**Texte cité**
──────────
False-bay et Table-bay sont deux rades adossées l'une à l'autre; la première ouverte au sud-est, l'autre au nord-ouest152. Comme, pendant six mois, les coups de vent de ces parages sont ordinairement du sud-est, et qu'ils soufflent du nord-ouest pendant le reste de l'année, il s'ensuit que les navires mouillent, selon la saison, dans l'une ou dans l'autre de ces baies; c'est d'après ces données que nous avions pris abri à False-bay, où il y a un fort joli village. À Table-bay est la belle ville du Cap; entre les deux, on trouve, d'un côté, le cap de Bonne-Espérance; de l'autre, en tirant vers le nord, Constance et son terroir, renommé par ses vins exquis. Nous visitâmes ces endroits charmants, dont les Hollandais, alors maîtres de la colonie, nous firent les honneurs le plus affectueusement du monde.

Nous prenions nos approvisionnements à False-bay, quand le Brunswick parut, venant avec un vent frais du sud-est, qui augmenta à mesure que ce bâtiment s'approchait, et qui devint de la plus grande impétuosité. Le Brunswick essaya de mouiller; ses câbles cassèrent; il alla à la côte, et il fit un naufrage qui coûta plusieurs hommes ainsi qu'une grande partie de la cargaison. On dut croire la saison des vents du sud-est arrivée; nous nous hâtâmes donc de nous rendre à Table-bay; mais ce n'avait été qu'un coup de vent anticipé, auquel un autre arriéré de la saison opposée succéda; celui-ci nous assaillit avec une fureur extrême. L'Atalante venait de nous rejoindre; elle avait mouillé sur l'arrière de la Belle-Poule. Trois bâtiments des États-Unis d'Amérique, trompés comme nous, furent jetés sur le rivage où ils se brisèrent. Le Marengo, ferme comme un rocher dont les racines atteignent le centre de la terre, défia majestueusement les vents, les vagues, et il tint bon; mais nous, nous vîmes rompre nos câbles; nous tombâmes sur l'Atalante, qui ne put soutenir ce choc, et nous fûmes, l'un et l'autre bâtiments, emportés vers un point de la côte où, peu de temps auparavant, les deux vaisseaux anglais, le Sceptre et l'Albion, s'étaient perdus corps et biens. M. Bruillac donnait l'exemple du sang froid, de la résignation; il s'occupait déjà des moyens de sauver le plus de monde possible, en s'échouant de la manière la plus favorable, lorsqu'une figure inspirée se montra au-dessus des panneaux, et cria qu'il restait à bord une ancre à jet. C'était notre lieutenant en pied! c'était M. Moizeau! c'était un ange tutélaire! Il avait déjà fait mettre sur cette petite ancre deux faibles câbles ou grelins qui lui restaient; il les avait disposés bout à bout, et il dit au commandant qu'il n'avait qu'à le prescrire, qu'immédiatement l'ancre à jet serait au fond. L'ordre fut aussitôt donné; cette ancre accrocha heureusement encore la patte d'une de celles dont l'Atalante venait d'être séparée; et tandis que cette dernière frégate allait accomplir son naufrage, la Belle-Poule se rassit sur les eaux, et vit passer, sans plus bouger, toutes les horreurs de l'ouragan.
──────────
**Liste extraite**

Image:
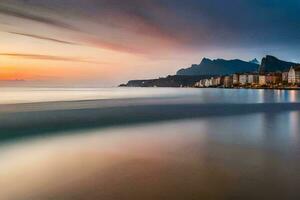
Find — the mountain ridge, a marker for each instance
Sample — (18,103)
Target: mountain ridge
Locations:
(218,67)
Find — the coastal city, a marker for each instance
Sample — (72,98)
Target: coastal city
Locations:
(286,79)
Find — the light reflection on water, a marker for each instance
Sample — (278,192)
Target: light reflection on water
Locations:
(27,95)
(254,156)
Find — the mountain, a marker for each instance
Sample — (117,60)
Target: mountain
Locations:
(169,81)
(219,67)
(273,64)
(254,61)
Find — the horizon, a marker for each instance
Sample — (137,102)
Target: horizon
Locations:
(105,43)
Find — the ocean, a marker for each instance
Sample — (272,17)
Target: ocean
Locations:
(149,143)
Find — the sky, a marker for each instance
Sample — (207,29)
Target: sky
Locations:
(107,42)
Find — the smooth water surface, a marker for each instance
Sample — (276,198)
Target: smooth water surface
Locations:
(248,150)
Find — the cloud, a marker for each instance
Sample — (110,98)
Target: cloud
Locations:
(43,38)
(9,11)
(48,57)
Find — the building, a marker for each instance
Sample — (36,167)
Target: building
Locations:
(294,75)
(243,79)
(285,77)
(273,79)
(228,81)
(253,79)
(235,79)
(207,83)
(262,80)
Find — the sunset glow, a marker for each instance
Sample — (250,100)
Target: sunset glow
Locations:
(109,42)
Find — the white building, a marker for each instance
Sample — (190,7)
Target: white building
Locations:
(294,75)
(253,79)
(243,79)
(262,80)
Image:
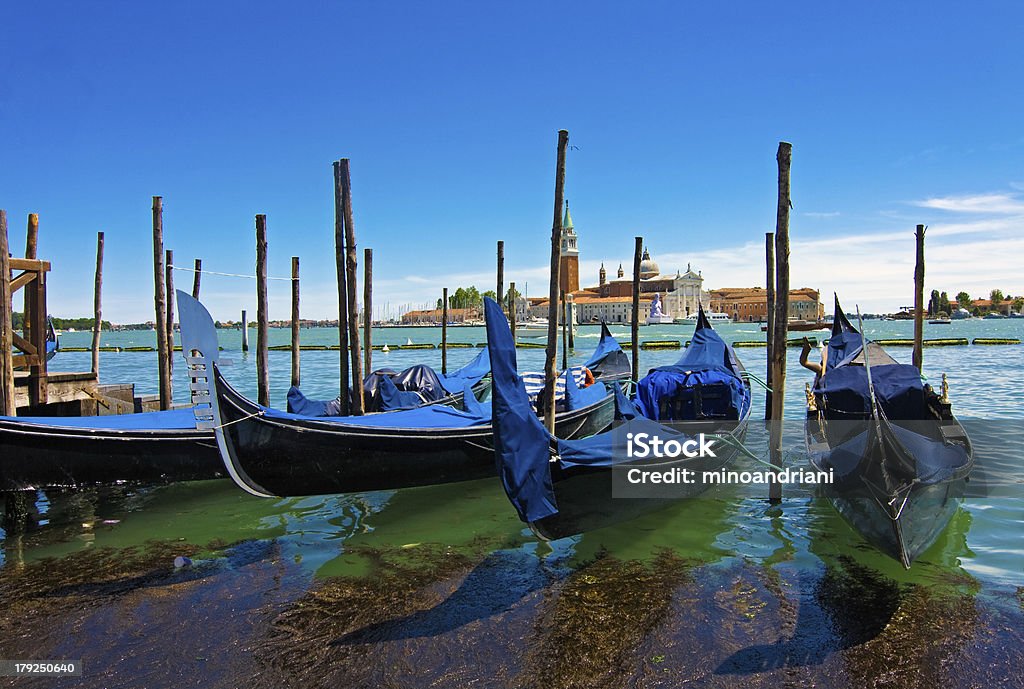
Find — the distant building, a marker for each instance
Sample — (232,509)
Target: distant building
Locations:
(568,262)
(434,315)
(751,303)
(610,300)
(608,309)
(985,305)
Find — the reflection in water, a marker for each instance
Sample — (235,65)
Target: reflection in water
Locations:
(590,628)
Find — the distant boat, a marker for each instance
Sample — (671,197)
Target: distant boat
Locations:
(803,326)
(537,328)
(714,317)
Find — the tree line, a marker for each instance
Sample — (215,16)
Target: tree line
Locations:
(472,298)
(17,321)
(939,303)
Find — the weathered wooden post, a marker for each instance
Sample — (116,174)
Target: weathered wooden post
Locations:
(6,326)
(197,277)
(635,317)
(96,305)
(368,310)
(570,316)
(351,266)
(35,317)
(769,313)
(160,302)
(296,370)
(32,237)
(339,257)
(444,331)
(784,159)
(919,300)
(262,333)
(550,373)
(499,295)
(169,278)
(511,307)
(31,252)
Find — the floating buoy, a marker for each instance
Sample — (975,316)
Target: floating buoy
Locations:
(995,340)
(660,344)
──────────
**Consignes**
**1)** Relevez chaque ligne de la liste contenant le mot « white », en tenant compte de la casse.
**2)** Poursuivez le récit du naufrage au Cap à partir de l'endroit où il s'arrête.

**Résultats par consigne**
**1)**
Find — the white building, a marker for each instance
Target: white building

**2)**
L'Atalante eut, cependant, une chance inespérée, celle de trouver, près des rochers qui avaient brisé le Sceptre et l'Albion, un lit de sable sur lequel elle ne se démolit pas, ce qui lui permit de conserver son équipage; elle se releva même, ensuite, mais très avariée, ayant besoin de longues réparations, de sorte qu'à notre départ nous fûmes obligés de la laisser. Il faut avouer que nous n'étions pas heureux dans nos essais de relâche en ces pays tempétueux.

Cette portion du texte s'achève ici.